» **FRAGMENTO**
-----

Aunque la temperatura nocturna de Catuche evoca la de aquella Caracas que cuentan los abuelos, el frío que hizo esa noche no venía del Ávila, sino del cuerpo. ¿Qué les esperaba del otro lado? ¿Con qué se iban a encontrar? Por eso el frío. Por eso la incertidumbre. Por eso el miedo. En ese silencio apenas roto por el rumor de la quebrada y por el ruido de sus pensamientos, seis mujeres —entre las que se reconocía a Alice— y un hombre de Portillo, avanzaron por el angosto camino de tierra, hasta la exacta mitad, donde se encontraba la frontera.

Del otro lado, en la soledad de una noche donde nada parecía moverse, escucharon pisadas y murmullos. Al poco rato, vieron aparecer unas sombras.

—Que sea lo que Dios quiera —musitó una de las mujeres.

Cuando estuvieron frente a frente, el frío apretó un par de grados. Se miraron brevemente, con aprensión. Unas y otras vieron lo mismo: mujeres de rostros fatigados, como los de ellas. Cansadas de llorar, como ellas. Entonces, las de La Quinta rompieron el silencio para invitarlas, más que a completar el camino, a traspasar la frontera que el dolor, el odio y el miedo había cincelado en sus corazones. Y así, escoltadas por aquellas, las mujeres de Portillo se adentraron en un territorio que les había sido vedado desde hacía tanto tiempo, que no recordaban cuándo fue la última vez que habían andado ese camino, como si fuese un país extranjero.

¿Que si tenían miedo? Por supuesto que tenían miedo.

Subieron la colina y entraron a la amplia sala del primer piso del centro comunitario, donde se celebraría la reunión. Era el 25 de agosto de 2007. En el ambiente flotaba una sólida tensión. Una de las mujeres de La Quinta, al reconocer a Alice, comentó  a sus compañeras: “Esa es la mamá de Anderson”. Cuando Alice las miró, aquellas le dijeron de inmediato, como con pena: “Nosotras también queremos luchar porque nosotras también estamos cansadas”.

Por única respuesta, Alice dijo:

—¡Gracias, Dios!

La noche prometía ser larga. Afuera el silencio era tan inusual que parecía que todo el barrio estuviese expectante a ese momento. Sin embargo, adentro, ese primer cruce de palabras comenzó a reblandecer el sofocante clima que se palpaba en ese encuentro. Fue entonces cuando decidieron sentarse en las sillas, dispuestas en círculo, que las estaban esperando.

Por instinto de protección lo hicieron al abrigo de sus respectivos clanes, formando dos grupos claramente diferenciados. La gente de Fe y Alegría estaba atenta a cualquier reacción, prestas a actuar en favor del diálogo. Un gesto mal interpretado podía conducir a un recrudecimiento de la violencia. Cuando iban a comenzar a hablar, sin saber muy bien qué decir, una de las madres sugirió que antes de hacerlo, y en respeto al dolor de Alice (y de todas) rezaran un rosario. Las presentes asintieron, convencidas de su pertinencia. Iban a iniciarlo cuando otra sugirió entonces que, para que esa plegaria tuviese sentido, debían intercambiar sus asientos.

-----

» **CONJUNTO DE DATOS**

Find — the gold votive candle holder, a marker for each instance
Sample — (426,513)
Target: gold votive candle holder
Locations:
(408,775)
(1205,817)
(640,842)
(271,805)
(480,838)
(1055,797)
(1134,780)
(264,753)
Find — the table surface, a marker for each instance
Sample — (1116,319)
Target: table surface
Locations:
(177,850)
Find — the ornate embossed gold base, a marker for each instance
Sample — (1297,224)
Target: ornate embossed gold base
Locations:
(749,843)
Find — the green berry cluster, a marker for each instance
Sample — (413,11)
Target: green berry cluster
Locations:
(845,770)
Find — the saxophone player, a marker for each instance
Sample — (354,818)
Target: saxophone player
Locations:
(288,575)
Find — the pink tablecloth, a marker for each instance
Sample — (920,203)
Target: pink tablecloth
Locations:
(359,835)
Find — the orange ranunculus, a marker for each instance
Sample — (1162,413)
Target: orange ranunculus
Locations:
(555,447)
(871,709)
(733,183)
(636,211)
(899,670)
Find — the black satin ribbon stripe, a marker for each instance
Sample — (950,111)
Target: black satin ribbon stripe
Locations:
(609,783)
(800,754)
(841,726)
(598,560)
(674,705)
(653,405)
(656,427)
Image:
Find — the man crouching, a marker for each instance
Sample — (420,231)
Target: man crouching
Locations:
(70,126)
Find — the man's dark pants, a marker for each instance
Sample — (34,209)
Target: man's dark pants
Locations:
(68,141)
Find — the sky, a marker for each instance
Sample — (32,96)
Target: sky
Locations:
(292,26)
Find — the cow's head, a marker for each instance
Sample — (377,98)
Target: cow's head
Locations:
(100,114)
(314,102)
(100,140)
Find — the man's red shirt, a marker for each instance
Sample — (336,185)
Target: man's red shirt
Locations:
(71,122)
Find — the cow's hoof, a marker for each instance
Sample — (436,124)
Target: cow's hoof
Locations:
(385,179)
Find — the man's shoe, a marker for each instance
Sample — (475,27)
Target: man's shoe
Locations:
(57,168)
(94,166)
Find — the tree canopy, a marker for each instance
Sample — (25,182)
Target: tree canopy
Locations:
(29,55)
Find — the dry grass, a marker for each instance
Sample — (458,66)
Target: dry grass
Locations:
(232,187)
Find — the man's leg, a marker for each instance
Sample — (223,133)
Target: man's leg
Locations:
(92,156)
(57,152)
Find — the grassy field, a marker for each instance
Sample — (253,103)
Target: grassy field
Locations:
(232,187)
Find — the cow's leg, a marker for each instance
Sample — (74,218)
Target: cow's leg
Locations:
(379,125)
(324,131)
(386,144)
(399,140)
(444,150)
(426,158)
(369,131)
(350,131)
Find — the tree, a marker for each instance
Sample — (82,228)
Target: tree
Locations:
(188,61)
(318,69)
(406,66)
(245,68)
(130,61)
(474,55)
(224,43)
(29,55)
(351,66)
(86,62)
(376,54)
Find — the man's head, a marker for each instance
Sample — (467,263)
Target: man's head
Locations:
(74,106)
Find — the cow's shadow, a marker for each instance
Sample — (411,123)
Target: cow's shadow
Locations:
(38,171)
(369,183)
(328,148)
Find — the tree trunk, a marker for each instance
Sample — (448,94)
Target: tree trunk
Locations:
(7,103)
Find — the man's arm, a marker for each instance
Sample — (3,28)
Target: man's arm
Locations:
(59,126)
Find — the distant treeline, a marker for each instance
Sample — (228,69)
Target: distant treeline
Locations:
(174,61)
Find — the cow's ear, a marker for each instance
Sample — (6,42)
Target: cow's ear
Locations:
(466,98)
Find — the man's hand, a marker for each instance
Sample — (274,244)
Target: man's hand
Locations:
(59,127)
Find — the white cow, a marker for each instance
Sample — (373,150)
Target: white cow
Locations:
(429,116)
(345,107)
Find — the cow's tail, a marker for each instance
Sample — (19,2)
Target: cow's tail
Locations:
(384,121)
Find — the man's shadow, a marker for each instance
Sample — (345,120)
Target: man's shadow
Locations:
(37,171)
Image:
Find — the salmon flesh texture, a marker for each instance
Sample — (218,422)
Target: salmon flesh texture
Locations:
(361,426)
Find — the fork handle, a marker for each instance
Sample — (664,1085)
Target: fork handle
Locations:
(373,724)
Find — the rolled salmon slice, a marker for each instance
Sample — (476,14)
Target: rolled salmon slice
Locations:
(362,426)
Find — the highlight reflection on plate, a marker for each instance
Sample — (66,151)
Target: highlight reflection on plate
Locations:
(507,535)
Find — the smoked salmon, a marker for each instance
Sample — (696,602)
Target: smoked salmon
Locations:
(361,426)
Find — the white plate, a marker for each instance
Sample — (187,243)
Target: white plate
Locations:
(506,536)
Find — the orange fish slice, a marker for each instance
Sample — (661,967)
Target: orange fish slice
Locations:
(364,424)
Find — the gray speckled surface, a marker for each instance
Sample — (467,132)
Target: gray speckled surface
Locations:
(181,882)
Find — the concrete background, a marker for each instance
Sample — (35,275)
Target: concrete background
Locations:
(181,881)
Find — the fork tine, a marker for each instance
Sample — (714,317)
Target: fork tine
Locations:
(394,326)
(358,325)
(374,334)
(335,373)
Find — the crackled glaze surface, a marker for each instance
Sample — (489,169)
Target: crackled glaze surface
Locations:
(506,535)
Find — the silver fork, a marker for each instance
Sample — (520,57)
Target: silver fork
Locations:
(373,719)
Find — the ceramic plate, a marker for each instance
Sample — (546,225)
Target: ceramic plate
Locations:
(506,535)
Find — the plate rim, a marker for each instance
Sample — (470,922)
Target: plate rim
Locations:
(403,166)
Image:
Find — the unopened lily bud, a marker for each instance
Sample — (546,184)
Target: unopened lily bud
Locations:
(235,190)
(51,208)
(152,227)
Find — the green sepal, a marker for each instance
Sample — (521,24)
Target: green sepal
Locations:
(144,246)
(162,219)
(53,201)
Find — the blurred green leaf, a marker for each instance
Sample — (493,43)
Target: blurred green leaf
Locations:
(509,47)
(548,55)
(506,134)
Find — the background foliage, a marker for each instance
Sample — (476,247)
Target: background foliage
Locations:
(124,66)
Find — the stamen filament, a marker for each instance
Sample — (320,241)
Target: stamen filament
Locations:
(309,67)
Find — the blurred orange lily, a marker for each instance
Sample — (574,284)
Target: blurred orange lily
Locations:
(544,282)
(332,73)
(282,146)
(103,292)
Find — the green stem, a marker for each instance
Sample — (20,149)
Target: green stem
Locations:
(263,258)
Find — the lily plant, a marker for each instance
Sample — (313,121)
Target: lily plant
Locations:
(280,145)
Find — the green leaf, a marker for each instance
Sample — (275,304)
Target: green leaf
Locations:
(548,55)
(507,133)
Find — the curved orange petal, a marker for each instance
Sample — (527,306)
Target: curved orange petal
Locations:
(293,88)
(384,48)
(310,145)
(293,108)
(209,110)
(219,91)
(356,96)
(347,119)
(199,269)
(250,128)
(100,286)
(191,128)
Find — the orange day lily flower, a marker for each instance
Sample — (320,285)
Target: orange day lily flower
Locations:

-----

» **CONSIGNA**
Escribe lo que sigue del relato sobre el encuentro de las madres de Portillo y La Quinta en Catuche, a partir de su última oración. Las filas no hacen falta aquí.

» **RESULTADO**
Y así lo hicieron. Cuando la primera se puso en pie y cruzó esa línea imaginaria, de inmediato las demás siguieron su ejemplo. Algunas de aquí para allá, otras de allá para este lado, mezclándose.

Ese gesto rompió la última pared que las separaba. Madres de Portillo y La Quinta, intercaladas, se tomaron de las manos para rezar con fervor por todos los hijos muertos. Cuando abrieron los ojos se había operado una alquimia. Donde había desconocidas aparecieron otras madres desesperadas por despertar de esa larga pesadilla.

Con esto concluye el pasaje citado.